> [Vorliegender Text]
===

Protokoll der Sitzung vom 12.11.2015

In der Beratung beginnt die Fraktion Die Linke. – Frau Lompscher, bitte schön, Sie haben das Wort!

(Andreas Baum)

Herr Präsident! Meine Damen und Herren! Berlin baut auf und Berlin reißt ein. Das hat Tradition, und das ist im Fall der Friedrichswerderschen Kirche fatal. Sie ist das größte, von Kriegszerstörung am wenigsten betroffene und sie war bis vor drei Jahren das am besten erhaltene Gebäude von Karl-Friedrich Schinkel in Berlin. Seither ist sie schwer beschädigt und geschlossen – Perspektive ungewiss. Wir fordern deshalb Sofortmaßnahmen zum Schutz, volle Kostenübernahme durch die Verursacher und schnelle Beseitigung der Schäden.

[Beifall bei der LINKEN – Vereinzelter Beifall bei den GRÜNEN und den PIRATEN]

Ein bisschen mehr Elan wäre nicht schlecht an der Stelle. Es geht ja um die historische Mitte, die Ihnen immer so am Herzen liegt. – Es geht im Übrigen insbesondere darum, die Zerstörung zu stoppen und noch Schlimmeres zu verhindern. Wir fordern den Senat auf, unverzüglich, gemeinsam mit dem Bezirksamt Mitte, alles zu unternehmen, um entweder bei den geplanten Baumaßnahmen eine weitere Schädigung der Kirche auszuschließen oder diese zu stoppen.

[Beifall bei der LINKEN – Beifall von Philipp Magalski (PIRATEN)]

Eine weitere Schädigung der Friedrichswerderschen Kirche wäre ein Armutszeugnis. Der Senat ist den Berlinerinnen und Berlinern und genauso dem Eigentümer Kirche und dem seinerzeitigen – und hoffentlich bald wieder – Nutzer Stiftung Preußischer Kulturbesitz gegenüber in der Pflicht, dass seine Entscheidung für eine kritische Rekonstruktion der Berliner Mitte nicht mit dem Verlust dieses wertvollen kulturellen Zeugnisses bezahlt werden muss.

===

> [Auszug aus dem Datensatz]
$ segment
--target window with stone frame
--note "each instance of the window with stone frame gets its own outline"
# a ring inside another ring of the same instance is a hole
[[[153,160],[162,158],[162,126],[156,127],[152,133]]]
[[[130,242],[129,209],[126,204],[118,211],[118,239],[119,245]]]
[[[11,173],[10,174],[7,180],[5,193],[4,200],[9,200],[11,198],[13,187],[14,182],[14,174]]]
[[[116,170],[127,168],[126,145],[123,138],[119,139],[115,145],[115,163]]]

===

> [Gestellte Aufgabe 1] Stimmen die folgenden Aussagen mit dem Sitzungsprotokoll zur Friedrichswerderschen Kirche überein? Antworten Sie jeweils mit Ja oder Nein und zitieren Sie die entscheidenden Worte des Protokolls wörtlich. (a) Die Kirche ist seit etwa drei Jahren geschlossen. (b) Die Linke verlangt, dass das Land Berlin die Kosten vollständig übernimmt. (c) Der Senat soll zusammen mit dem Bezirksamt Mitte tätig werden.
> [Gestellte Aufgabe 2] Schreiben Sie bitte das Sitzungsprotokoll zur Friedrichswerderschen Kirche im Anschluss an seinen letzten Satz weiter.
Die Zeilen haben hier keinerlei Bedeutung.

> [Antwort 1]
(a) Ja: „bis vor drei Jahren das am besten erhaltene Gebäude von Karl-Friedrich Schinkel in Berlin. Seither ist sie schwer beschädigt und geschlossen“
(b) Nein: „volle Kostenübernahme durch die Verursacher“
(c) Ja: „unverzüglich, gemeinsam mit dem Bezirksamt Mitte, alles zu unternehmen“

> [Antwort 2]
Selbstverständlich muss sich auch das Abgeordnetenhaus die Frage gefallen lassen, ob das Planwerk Innenstadt von 1999 und die darauf aufbauenden Bebauungspläne dieses Problem möglicherweise verursacht haben. Unsere Fraktion hatte im Jahr 2011 Korrekturen vornehmen wollen und konnte sich gegenüber der SPD nicht durchsetzen. Begründet wurde dieses seinerzeit mit dem Planungsvorlauf, eben seit 1999. In der letzten Plenarsitzung der 16. Wahlperiode haben dann die Fraktionen SPD, Linke und CDU dem Bebauungsplan I-208-1 zugestimmt. Es waren viele beteiligt, damals Noch-Fraktionschef Müller, Senatsbaudirektorin Lüscher, das Baukollegium. Der Druck des Investors war immens. Das Projekt wurde mehrfach überarbeitet, aber geholfen hat das nicht. Heute sollten wir schlauer sein.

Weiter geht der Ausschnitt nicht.